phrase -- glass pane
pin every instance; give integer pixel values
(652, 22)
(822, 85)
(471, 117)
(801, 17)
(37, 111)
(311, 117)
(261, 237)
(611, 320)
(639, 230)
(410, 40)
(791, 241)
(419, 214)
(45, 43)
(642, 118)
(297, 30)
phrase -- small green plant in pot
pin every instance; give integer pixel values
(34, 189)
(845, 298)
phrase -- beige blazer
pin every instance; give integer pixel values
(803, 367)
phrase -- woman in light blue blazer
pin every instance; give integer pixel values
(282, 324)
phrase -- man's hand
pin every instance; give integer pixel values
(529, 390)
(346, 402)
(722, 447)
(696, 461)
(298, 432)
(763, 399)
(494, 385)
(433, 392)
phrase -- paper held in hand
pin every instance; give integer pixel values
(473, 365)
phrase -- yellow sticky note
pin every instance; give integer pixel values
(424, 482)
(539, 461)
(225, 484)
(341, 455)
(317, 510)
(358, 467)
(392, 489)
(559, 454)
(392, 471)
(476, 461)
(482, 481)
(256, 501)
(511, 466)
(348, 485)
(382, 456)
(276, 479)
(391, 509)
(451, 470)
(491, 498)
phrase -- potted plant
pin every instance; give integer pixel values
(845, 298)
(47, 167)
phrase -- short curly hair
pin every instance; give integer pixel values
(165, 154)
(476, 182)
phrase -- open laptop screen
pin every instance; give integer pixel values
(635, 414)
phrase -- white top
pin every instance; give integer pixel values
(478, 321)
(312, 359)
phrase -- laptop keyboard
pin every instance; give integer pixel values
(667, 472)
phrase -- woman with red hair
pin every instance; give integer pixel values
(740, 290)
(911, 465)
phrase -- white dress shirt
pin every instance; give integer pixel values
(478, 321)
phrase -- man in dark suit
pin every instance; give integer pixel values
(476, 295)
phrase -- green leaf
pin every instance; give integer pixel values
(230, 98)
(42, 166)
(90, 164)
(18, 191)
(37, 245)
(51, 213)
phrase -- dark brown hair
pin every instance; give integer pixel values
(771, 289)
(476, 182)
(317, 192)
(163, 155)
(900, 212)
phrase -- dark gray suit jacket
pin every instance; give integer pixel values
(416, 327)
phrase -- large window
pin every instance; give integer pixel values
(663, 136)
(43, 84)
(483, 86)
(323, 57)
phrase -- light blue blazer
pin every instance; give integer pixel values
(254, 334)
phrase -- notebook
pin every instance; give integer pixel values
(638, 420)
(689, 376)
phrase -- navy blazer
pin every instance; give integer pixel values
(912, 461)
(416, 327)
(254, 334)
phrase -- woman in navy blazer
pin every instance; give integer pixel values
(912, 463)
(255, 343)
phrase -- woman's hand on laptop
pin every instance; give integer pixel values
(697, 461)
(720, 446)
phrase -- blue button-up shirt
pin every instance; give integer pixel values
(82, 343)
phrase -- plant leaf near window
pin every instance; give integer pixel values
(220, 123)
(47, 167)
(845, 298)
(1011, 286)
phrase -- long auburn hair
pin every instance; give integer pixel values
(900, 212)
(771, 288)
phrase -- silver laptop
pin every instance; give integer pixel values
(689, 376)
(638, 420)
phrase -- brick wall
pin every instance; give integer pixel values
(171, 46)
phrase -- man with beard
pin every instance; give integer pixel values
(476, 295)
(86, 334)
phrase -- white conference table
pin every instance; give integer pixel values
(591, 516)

━━━━━━━━━━━━━━━━━━━━

**About this task:** From the records above, pull out every line containing the word "with".

**Response box:**
phrase -- woman with red hair
phrase -- man with beard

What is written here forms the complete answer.